## Selected text

Friday, May 26, 2006

the weekend on my mind

I can't seem to to stop thinking about weekends. It overshadows like an impending doom about to clobber me. Well, maybe doom is such a pessimistic word. It seem to me like a pleasant secret about to be discovered. I dreamed of it last night, and the sense of excitement was undeniable.

I came to realize, not too recently, that people can change their long views on certain things in life as they grow older. Perhaps I should say- people transform their personal perspectives. I am an advocate for 'change for the better' mantra, and a fresher, auspicious and optimistic outlook change is always welcome. Over the years, I have transformed my views on weekends.

Weekend is such a simple, uncomplicated and inescapable part of our life: by definition, it is the end of the week, especially the period from Friday evening through Sunday evening. Yet people differ in their thoughts regarding it. Some people take weekends as a break, some people think it's yet another excuse to do more work especially at home. Younger kids look forward to do all the things they thought about over the week, preteens see it as another boring period filled with misery and inactivity. Some people love it, some people hate it.

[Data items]
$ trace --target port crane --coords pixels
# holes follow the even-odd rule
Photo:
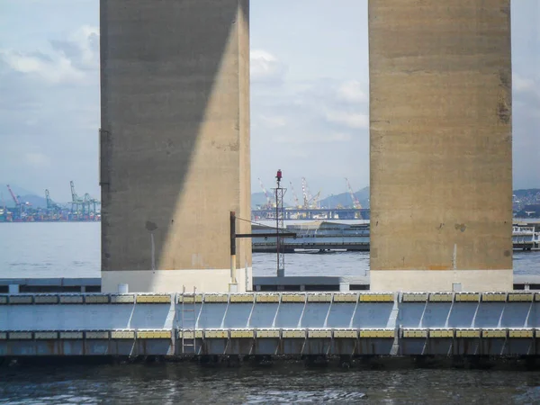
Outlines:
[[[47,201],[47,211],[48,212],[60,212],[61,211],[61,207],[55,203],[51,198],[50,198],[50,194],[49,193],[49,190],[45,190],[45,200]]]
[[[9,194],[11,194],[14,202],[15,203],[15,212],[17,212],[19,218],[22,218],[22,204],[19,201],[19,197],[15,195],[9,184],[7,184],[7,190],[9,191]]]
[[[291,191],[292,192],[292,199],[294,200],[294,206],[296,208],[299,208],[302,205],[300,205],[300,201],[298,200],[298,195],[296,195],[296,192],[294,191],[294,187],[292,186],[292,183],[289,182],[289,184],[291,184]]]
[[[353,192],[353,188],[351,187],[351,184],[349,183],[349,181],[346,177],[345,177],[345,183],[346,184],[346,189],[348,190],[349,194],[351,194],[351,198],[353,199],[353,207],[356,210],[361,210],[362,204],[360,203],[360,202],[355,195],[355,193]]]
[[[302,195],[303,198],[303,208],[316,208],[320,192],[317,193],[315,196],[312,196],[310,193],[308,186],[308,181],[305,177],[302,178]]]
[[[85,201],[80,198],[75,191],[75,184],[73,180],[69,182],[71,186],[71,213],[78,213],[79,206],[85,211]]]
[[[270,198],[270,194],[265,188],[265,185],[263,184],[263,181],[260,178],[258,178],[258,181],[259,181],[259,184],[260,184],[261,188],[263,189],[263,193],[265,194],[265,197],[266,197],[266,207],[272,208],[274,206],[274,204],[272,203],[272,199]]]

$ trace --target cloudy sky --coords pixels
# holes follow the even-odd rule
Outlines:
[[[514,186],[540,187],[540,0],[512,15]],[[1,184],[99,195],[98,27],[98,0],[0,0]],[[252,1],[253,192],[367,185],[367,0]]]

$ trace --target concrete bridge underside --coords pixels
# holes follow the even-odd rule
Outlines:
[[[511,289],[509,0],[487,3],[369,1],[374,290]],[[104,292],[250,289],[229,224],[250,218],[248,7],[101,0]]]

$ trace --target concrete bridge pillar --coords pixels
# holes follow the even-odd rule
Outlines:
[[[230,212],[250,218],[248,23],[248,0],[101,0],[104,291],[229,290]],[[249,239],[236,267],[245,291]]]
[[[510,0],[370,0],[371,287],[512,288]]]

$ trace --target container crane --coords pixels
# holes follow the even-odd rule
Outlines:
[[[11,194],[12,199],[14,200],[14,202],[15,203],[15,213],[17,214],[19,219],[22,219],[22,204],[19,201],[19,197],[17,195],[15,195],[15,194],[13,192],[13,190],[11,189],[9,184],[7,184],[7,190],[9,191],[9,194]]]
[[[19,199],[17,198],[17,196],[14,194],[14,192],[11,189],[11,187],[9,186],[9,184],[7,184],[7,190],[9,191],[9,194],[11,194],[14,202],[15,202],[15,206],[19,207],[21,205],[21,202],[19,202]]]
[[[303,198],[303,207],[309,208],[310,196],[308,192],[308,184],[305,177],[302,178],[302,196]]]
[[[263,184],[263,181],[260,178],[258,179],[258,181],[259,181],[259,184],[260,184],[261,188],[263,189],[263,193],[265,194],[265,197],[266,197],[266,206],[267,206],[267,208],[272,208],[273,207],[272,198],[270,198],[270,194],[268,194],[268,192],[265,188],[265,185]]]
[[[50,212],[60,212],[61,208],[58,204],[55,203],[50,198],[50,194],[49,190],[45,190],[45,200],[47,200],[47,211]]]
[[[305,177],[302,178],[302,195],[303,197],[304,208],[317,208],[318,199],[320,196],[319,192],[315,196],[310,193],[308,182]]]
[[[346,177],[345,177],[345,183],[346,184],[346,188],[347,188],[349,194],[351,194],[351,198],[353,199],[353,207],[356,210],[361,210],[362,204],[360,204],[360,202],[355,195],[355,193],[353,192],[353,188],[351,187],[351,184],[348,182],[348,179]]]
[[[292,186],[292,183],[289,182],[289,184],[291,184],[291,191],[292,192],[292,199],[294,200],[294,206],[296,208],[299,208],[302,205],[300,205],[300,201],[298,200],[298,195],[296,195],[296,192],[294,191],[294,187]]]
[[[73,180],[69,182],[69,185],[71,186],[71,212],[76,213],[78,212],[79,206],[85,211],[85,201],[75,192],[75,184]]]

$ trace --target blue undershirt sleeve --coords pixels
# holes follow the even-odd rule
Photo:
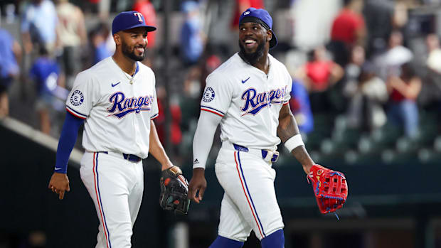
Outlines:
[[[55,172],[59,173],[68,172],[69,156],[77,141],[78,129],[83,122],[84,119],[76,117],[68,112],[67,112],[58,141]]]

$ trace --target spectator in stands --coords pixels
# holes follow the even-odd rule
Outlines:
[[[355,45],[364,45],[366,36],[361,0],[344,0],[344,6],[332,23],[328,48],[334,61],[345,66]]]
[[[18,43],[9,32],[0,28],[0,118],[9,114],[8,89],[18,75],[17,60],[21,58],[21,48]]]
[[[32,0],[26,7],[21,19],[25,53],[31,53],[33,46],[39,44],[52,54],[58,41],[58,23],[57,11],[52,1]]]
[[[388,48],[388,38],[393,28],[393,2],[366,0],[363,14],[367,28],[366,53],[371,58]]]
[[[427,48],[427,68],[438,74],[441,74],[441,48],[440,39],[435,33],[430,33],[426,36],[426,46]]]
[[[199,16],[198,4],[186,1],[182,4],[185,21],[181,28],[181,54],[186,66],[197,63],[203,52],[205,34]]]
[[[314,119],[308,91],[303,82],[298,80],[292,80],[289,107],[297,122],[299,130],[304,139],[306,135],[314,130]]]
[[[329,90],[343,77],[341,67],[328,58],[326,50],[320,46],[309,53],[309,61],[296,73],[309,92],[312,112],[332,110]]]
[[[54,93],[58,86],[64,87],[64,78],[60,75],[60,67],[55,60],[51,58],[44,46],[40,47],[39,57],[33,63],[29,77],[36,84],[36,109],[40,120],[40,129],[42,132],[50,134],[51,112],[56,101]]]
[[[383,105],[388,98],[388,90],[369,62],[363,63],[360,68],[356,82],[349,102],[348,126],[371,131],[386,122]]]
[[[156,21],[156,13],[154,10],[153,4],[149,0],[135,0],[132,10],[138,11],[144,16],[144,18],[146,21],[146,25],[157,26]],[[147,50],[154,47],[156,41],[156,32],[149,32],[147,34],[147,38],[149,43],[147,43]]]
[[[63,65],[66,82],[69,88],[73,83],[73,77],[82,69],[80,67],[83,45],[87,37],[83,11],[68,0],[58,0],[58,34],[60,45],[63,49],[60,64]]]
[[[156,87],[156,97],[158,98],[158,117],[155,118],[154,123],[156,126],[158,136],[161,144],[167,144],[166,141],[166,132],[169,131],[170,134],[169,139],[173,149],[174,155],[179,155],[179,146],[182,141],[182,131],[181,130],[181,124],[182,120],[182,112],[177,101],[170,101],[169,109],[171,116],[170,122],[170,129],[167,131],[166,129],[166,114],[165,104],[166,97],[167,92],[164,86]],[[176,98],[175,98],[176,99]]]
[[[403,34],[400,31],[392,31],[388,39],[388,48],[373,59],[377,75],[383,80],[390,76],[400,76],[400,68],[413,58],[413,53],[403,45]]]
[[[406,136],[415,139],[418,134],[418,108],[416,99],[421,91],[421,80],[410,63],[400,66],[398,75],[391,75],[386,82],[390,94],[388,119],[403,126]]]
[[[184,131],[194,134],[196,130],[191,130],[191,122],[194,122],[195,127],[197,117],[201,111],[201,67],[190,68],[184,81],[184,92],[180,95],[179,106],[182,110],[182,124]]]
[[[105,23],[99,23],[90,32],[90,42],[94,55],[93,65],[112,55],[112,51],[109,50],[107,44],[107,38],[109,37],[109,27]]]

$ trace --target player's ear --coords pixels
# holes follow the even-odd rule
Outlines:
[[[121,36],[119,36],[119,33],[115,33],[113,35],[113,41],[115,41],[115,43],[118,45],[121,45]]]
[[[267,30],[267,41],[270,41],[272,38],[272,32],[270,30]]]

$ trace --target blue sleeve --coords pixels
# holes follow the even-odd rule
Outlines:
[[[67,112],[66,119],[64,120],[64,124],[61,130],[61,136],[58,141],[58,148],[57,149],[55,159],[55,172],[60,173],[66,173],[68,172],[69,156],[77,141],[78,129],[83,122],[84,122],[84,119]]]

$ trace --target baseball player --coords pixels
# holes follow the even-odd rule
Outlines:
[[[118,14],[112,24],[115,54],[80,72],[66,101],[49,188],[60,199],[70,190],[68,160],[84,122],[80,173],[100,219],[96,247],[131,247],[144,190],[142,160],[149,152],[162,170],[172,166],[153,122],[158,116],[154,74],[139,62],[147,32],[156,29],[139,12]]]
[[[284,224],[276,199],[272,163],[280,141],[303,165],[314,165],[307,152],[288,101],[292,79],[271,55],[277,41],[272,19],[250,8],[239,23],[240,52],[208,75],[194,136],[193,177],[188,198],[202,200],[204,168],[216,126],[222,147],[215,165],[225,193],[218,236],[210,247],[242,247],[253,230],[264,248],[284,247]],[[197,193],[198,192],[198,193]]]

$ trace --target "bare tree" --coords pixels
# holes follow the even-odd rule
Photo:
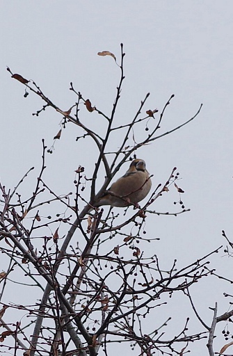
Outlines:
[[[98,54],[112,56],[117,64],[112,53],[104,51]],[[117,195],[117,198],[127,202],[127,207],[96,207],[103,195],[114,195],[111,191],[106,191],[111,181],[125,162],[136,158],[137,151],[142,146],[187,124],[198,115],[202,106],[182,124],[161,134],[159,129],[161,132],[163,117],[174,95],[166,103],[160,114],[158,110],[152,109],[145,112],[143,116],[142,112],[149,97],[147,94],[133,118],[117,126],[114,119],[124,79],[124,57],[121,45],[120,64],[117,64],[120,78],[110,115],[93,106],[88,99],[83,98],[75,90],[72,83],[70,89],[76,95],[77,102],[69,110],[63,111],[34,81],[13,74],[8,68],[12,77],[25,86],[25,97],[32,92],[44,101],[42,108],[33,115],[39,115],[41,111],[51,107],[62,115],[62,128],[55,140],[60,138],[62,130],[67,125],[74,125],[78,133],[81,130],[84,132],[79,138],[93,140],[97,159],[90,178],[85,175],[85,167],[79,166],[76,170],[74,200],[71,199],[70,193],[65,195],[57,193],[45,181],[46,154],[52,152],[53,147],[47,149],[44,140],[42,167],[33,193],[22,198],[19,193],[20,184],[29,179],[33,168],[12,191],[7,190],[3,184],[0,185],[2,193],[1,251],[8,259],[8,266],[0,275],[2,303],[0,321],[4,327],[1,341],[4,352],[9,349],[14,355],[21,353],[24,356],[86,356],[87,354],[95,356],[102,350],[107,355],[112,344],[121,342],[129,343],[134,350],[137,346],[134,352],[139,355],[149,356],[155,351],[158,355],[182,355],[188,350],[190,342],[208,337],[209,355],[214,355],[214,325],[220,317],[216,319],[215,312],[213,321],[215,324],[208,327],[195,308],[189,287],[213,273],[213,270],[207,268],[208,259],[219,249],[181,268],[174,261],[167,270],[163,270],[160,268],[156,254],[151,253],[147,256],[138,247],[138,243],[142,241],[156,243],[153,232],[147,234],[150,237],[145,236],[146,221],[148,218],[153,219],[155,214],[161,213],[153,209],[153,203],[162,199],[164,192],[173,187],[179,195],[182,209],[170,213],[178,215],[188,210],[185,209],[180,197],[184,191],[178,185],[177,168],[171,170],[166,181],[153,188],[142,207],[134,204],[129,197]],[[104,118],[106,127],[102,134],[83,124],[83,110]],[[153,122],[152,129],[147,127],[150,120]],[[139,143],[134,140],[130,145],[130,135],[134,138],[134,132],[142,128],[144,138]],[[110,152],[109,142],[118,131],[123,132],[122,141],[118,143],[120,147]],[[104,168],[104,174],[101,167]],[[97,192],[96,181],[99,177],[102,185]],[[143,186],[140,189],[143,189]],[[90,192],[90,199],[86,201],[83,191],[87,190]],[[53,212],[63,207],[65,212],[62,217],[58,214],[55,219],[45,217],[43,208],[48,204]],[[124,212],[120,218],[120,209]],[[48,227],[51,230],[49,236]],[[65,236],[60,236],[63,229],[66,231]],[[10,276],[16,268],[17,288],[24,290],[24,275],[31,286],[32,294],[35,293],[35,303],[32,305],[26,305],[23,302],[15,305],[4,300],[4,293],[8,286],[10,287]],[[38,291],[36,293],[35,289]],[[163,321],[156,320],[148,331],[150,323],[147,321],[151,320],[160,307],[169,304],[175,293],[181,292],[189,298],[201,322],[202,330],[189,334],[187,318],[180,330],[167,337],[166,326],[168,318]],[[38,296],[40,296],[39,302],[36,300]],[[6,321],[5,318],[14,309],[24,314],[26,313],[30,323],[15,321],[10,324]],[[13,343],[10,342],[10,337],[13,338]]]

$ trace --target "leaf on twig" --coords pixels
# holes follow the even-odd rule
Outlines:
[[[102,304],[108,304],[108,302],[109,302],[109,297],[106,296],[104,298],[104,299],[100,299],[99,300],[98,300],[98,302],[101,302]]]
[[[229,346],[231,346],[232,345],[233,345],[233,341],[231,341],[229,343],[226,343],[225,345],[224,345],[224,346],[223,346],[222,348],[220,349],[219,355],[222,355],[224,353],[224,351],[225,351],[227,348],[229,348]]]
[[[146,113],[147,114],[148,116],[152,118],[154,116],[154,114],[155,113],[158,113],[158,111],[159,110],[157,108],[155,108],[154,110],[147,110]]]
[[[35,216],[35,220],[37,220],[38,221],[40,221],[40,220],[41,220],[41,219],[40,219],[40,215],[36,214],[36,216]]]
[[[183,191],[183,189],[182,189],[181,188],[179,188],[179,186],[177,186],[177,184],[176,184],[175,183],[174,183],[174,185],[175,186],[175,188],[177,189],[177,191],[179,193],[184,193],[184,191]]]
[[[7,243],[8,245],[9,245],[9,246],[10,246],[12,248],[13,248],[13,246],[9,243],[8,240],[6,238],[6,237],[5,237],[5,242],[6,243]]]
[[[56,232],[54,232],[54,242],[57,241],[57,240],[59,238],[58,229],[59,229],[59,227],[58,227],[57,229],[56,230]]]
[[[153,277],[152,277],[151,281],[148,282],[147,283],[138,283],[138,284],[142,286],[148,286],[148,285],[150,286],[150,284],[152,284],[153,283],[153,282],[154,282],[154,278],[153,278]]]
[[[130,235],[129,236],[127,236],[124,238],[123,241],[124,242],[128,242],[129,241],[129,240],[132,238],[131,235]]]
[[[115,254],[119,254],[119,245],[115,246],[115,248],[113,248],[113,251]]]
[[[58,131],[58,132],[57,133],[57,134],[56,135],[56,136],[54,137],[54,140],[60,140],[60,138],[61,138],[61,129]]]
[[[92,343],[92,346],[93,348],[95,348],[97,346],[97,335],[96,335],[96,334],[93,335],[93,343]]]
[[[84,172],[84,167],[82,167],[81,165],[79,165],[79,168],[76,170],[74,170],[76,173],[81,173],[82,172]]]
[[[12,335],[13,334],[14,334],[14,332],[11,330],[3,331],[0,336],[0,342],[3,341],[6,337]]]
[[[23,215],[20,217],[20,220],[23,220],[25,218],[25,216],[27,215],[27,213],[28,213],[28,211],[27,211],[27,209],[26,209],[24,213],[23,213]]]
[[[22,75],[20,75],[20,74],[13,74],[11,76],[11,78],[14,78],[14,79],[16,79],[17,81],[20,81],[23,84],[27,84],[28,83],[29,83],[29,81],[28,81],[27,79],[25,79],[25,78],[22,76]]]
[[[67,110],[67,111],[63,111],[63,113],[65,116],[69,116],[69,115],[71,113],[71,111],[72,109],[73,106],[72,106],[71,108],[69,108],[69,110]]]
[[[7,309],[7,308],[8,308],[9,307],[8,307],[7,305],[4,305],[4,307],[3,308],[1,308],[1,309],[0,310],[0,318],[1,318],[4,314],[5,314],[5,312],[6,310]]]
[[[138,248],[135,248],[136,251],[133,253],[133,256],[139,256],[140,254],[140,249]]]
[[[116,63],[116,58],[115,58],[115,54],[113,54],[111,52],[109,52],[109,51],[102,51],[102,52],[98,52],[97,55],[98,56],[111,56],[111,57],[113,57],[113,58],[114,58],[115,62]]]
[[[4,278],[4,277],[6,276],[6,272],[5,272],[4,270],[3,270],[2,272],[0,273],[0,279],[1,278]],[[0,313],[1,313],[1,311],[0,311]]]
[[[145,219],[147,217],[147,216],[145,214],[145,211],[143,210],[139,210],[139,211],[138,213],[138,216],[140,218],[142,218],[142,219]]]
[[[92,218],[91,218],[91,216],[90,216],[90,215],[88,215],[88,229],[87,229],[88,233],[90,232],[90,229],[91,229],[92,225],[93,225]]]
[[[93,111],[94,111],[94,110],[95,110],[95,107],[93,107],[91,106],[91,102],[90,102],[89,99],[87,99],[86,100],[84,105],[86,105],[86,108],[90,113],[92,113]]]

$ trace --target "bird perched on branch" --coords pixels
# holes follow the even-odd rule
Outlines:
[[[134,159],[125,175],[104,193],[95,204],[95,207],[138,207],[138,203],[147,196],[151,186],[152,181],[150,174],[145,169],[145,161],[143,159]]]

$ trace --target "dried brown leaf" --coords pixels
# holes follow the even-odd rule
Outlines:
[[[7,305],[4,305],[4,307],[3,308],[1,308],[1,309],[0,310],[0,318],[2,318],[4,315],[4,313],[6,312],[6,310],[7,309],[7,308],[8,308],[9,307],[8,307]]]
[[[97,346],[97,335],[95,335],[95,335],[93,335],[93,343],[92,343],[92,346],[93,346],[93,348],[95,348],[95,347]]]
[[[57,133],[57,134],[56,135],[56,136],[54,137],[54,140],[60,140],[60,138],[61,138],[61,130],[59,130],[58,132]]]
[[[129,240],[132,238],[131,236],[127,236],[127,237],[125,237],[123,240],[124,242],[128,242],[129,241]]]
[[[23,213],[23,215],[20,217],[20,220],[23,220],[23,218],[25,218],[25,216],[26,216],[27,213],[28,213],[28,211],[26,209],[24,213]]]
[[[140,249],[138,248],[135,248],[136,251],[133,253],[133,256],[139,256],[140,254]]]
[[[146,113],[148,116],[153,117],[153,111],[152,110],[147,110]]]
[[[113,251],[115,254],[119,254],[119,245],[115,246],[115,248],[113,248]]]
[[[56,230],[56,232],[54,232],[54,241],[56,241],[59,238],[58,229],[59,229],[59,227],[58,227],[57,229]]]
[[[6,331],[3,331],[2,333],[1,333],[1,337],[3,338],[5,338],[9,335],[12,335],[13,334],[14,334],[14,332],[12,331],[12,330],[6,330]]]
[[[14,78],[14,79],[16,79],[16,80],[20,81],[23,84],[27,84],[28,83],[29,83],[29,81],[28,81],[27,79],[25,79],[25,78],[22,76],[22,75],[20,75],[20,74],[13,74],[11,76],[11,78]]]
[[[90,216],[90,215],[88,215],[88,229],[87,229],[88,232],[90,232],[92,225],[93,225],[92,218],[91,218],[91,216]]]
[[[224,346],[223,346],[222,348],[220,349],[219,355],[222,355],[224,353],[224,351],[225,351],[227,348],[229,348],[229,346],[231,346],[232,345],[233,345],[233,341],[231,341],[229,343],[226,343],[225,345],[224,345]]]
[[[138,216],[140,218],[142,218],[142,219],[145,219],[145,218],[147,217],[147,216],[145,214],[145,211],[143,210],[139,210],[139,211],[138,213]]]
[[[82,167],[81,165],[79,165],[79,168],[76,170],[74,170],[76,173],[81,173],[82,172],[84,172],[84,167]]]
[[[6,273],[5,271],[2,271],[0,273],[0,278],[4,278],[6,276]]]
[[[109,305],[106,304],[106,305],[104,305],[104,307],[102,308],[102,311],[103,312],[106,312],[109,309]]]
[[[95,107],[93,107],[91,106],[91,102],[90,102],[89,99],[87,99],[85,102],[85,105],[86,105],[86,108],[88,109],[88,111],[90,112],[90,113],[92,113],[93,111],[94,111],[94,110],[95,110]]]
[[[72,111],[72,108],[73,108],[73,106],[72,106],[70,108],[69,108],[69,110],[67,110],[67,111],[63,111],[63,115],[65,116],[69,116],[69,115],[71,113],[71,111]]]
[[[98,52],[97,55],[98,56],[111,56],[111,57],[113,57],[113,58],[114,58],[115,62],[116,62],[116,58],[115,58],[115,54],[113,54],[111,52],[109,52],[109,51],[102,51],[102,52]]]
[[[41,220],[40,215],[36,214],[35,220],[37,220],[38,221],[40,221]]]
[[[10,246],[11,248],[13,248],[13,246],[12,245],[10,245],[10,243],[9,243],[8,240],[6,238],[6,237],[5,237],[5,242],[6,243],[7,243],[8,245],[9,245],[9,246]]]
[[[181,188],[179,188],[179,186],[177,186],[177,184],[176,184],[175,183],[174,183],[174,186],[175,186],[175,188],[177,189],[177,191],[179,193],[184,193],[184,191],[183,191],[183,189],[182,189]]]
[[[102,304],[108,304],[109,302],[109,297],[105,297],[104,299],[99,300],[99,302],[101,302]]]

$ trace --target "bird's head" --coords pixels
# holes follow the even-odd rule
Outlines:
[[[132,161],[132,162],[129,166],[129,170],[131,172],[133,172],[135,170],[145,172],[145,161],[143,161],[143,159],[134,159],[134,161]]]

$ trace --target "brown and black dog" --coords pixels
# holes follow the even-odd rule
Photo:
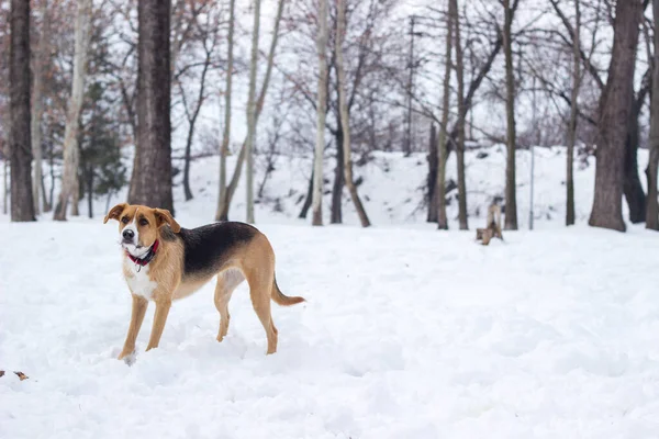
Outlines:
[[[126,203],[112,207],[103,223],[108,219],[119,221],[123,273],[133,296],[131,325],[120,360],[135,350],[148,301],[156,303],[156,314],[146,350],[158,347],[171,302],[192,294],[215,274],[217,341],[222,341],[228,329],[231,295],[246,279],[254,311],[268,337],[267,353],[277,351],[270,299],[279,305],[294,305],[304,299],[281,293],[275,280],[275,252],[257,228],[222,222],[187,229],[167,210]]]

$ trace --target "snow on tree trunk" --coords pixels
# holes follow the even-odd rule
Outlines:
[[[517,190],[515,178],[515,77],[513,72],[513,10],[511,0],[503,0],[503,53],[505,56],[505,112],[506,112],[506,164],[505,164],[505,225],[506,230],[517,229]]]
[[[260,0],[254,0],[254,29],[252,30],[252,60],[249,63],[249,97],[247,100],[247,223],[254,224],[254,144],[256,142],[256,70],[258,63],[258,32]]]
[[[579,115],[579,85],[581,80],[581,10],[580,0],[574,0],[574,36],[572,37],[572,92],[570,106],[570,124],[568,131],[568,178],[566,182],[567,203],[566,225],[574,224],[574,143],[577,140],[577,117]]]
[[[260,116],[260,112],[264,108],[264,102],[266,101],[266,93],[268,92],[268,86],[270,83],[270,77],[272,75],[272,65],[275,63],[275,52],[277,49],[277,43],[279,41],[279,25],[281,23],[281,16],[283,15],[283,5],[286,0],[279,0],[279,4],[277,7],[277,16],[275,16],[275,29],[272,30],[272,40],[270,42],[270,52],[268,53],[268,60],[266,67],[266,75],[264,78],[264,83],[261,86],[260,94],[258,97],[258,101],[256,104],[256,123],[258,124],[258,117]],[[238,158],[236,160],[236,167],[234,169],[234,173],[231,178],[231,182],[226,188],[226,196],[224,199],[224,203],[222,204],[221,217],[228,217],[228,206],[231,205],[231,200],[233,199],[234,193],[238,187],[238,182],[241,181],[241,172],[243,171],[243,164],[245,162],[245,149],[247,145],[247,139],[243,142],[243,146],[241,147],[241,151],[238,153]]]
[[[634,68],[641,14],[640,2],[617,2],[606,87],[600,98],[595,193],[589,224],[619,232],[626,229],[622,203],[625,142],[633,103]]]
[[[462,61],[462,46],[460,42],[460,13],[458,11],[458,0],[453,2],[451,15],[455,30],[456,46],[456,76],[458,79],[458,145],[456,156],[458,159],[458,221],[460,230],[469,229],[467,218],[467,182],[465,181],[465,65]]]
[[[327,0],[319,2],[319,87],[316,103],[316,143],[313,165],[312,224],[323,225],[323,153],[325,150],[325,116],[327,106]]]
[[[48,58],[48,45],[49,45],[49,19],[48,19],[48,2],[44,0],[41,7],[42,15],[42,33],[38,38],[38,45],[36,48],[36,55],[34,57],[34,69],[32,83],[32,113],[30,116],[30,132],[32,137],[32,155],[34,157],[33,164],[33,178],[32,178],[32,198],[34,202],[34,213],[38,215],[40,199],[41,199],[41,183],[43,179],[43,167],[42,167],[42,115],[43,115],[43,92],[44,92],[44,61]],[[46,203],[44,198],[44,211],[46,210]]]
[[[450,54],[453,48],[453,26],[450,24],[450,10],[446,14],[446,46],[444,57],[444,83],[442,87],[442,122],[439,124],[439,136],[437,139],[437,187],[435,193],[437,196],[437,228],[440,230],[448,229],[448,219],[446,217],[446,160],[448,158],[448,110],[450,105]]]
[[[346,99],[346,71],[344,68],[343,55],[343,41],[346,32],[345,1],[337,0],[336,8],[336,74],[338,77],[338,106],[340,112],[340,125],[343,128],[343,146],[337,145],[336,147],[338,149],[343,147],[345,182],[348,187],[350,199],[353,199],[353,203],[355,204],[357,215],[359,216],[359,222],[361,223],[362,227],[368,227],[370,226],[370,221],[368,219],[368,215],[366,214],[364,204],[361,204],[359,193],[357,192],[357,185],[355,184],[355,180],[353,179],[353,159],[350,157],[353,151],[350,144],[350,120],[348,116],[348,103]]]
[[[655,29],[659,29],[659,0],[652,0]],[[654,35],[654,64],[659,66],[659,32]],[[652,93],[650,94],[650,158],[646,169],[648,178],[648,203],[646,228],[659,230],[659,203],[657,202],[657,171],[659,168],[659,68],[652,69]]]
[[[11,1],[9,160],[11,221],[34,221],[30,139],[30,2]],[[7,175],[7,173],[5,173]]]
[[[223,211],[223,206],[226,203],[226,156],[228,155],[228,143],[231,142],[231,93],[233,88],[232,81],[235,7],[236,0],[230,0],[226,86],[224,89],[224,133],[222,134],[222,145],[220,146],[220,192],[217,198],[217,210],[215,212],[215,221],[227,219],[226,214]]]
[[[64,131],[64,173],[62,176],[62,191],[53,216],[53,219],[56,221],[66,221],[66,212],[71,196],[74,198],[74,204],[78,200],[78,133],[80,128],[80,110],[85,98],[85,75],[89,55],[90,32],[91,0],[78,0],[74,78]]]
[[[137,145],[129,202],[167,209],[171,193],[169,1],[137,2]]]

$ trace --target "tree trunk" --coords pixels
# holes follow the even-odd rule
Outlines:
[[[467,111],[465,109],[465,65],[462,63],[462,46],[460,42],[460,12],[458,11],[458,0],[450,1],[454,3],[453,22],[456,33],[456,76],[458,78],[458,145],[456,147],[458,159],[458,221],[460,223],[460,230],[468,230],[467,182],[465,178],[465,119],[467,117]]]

## Stated task
Retype the section of the post about weekends from "Weekend is such" to "people hate it." with no alterations. The entries above were drawn from a separate source.

## Solution
Weekend is such a simple, uncomplicated and inescapable part of our life: by definition, it is the end of the week, especially the period from Friday evening through Sunday evening. Yet people differ in their thoughts regarding it. Some people take weekends as a break, some people think it's yet another excuse to do more work especially at home. Younger kids look forward to do all the things they thought about over the week, preteens see it as another boring period filled with misery and inactivity. Some people love it, some people hate it.